WRITTEN EXERCISE: Please show each line of the material below that contains the word "teal", copied in full.

DATASET RECORDS:
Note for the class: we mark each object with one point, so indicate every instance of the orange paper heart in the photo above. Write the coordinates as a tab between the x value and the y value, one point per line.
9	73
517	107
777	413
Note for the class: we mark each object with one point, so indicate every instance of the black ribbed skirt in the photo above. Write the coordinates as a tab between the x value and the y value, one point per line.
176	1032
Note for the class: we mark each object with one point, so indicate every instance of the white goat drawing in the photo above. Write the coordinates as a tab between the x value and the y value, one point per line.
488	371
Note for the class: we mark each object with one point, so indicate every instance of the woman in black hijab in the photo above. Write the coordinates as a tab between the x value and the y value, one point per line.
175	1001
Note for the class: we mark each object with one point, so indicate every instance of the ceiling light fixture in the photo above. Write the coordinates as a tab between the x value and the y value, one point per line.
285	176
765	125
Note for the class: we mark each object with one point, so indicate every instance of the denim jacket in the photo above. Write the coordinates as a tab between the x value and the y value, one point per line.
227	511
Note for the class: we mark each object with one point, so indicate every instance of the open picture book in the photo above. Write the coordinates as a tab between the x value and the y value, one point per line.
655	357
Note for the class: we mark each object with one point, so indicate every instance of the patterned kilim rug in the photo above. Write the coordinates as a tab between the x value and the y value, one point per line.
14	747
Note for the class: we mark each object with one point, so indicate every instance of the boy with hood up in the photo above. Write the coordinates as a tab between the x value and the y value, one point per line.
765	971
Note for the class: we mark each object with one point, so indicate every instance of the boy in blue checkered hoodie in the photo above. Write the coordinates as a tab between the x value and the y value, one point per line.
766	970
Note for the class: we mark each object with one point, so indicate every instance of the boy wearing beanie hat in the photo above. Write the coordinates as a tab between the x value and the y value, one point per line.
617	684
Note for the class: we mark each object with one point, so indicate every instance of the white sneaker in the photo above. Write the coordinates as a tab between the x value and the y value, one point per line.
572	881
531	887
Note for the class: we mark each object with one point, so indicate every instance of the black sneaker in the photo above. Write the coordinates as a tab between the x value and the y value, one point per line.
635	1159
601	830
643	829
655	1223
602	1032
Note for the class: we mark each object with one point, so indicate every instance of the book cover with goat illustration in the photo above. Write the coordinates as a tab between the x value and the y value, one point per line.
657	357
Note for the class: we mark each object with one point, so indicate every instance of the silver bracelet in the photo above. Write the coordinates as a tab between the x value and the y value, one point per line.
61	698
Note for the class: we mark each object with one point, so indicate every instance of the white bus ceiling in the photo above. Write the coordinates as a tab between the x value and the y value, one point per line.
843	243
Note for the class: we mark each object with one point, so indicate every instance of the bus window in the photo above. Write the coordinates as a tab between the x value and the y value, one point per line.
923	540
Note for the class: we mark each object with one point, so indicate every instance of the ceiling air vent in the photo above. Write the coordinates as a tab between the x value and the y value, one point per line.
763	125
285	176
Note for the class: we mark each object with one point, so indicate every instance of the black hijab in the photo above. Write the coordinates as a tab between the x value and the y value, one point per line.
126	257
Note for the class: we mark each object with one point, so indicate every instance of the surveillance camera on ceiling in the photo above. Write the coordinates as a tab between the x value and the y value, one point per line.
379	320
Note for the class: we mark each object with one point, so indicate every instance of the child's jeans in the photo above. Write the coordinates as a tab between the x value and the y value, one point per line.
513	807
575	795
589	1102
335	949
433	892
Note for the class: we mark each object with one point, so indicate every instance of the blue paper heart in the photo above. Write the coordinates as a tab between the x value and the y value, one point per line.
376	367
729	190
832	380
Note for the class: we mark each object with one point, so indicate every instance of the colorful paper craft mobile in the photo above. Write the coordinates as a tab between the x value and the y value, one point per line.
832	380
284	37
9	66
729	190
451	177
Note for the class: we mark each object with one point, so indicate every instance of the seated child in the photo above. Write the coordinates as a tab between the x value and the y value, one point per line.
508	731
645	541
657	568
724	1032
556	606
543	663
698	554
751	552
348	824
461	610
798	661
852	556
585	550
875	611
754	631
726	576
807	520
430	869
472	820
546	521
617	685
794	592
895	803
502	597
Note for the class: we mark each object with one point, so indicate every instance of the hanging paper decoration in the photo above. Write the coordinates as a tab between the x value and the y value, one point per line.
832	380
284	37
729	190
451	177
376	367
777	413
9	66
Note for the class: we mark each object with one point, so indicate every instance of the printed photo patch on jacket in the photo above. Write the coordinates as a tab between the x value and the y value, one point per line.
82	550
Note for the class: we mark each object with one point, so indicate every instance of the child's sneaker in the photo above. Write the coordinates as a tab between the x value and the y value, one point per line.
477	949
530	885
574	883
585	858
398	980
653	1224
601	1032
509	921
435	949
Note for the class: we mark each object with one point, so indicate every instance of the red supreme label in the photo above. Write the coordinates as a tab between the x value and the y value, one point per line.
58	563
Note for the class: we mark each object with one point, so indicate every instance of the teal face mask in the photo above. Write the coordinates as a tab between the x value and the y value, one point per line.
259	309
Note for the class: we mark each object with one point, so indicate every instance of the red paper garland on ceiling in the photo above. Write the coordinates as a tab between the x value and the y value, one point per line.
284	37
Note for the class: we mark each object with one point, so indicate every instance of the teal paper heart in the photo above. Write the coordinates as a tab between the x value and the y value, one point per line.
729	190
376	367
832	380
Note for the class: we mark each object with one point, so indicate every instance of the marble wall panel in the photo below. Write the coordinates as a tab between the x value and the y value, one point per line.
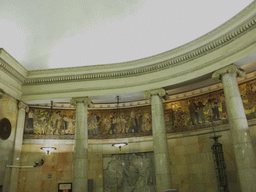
129	172
191	164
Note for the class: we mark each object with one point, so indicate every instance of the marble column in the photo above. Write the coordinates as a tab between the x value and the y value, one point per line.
161	158
243	147
23	108
80	167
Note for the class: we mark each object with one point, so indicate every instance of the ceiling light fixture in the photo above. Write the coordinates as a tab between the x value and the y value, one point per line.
48	150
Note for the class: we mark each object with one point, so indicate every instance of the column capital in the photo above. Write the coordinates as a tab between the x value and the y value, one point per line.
76	100
231	69
1	93
161	92
23	105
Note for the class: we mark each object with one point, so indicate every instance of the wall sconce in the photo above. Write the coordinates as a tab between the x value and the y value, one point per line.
48	150
119	145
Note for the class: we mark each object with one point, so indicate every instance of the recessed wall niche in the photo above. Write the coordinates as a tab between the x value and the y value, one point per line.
129	172
5	128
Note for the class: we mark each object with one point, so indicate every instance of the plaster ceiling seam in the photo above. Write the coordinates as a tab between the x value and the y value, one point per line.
158	79
11	71
249	10
155	67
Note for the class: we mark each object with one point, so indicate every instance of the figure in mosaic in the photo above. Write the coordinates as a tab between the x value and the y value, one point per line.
112	123
201	111
172	115
215	110
223	106
193	112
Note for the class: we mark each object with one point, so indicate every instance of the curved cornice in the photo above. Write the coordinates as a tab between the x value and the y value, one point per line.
146	102
4	66
178	60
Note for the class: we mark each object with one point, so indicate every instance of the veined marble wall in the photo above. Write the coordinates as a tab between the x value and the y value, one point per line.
191	160
9	110
132	172
183	115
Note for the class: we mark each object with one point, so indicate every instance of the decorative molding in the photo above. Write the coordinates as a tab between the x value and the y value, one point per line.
23	105
228	69
76	100
11	71
161	92
168	98
178	60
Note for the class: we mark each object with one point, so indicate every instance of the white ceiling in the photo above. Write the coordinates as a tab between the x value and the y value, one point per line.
64	33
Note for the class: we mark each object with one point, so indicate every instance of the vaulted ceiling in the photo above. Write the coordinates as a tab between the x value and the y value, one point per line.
55	34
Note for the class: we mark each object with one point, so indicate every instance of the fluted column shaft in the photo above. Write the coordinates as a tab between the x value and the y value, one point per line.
80	168
243	147
161	157
23	108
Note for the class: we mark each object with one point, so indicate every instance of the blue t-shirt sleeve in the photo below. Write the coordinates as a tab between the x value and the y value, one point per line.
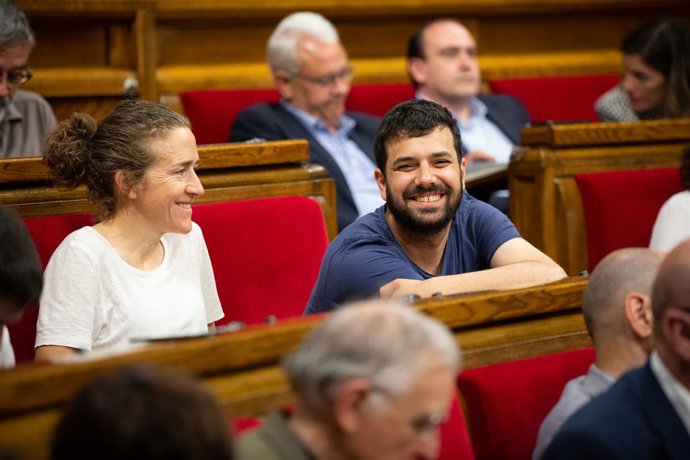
356	271
488	228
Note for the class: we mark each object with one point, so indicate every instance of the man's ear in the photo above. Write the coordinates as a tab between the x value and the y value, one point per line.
381	182
124	185
283	83
350	404
416	67
638	312
676	328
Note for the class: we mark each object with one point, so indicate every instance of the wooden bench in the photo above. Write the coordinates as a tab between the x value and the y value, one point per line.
545	202
241	368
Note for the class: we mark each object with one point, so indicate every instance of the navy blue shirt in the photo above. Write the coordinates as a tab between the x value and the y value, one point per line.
366	255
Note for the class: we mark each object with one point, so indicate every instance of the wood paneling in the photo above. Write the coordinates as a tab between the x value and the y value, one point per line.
227	171
545	202
242	369
176	45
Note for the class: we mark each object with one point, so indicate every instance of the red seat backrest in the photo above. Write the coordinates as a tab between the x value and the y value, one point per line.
212	112
266	254
507	402
561	98
620	207
378	98
455	439
47	233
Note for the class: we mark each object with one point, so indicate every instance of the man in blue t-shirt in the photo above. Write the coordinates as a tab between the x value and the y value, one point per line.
423	241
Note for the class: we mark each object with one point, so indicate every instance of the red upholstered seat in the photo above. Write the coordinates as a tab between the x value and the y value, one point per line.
47	233
378	98
212	112
562	98
266	254
620	207
455	439
507	402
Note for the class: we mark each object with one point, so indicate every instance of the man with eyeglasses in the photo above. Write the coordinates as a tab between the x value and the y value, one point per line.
312	72
646	413
373	381
25	117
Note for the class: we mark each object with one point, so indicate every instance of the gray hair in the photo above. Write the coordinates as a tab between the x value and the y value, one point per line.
281	51
619	273
385	343
14	27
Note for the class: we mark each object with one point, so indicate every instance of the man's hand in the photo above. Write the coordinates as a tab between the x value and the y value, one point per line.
401	287
478	156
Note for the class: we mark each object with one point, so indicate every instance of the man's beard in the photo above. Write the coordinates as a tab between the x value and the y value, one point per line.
414	222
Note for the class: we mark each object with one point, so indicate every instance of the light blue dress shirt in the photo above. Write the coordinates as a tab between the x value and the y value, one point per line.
355	165
480	133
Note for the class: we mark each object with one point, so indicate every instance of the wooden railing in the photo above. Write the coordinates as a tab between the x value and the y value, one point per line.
545	203
242	368
227	171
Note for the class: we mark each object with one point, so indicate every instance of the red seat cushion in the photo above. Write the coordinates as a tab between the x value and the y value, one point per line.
620	207
563	98
507	402
47	233
266	254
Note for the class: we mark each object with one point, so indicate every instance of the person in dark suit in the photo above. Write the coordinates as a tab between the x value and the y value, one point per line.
312	72
646	414
443	67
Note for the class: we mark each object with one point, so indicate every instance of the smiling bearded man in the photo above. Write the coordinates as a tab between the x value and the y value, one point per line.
431	236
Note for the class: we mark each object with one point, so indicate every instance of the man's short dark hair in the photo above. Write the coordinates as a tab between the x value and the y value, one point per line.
143	411
413	118
415	45
21	272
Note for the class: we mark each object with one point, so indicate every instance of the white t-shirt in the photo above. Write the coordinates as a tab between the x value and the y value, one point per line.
6	350
672	225
93	300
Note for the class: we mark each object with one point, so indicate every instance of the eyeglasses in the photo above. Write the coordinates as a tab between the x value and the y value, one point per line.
329	80
421	425
18	76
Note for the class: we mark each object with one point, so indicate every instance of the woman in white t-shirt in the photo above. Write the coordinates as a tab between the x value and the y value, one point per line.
143	270
672	225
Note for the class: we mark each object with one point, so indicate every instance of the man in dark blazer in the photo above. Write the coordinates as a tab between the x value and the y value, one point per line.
646	414
442	65
312	72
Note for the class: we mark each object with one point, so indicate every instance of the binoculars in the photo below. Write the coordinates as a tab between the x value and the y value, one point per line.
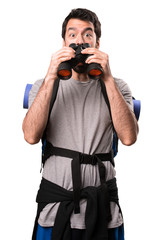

WRITTEN SOLUTION:
Note for the class: we mark each object with one point, so indicate every instance of the teal face mask in the photo above. Write the coordinates as a tab between the x value and the y value, one point per line.
Note for the class: we mark each object with one point, so indicate every instance of the teal paper heart in the photo above. Write the coordinates as a tab between the x value and the y value, one point per line.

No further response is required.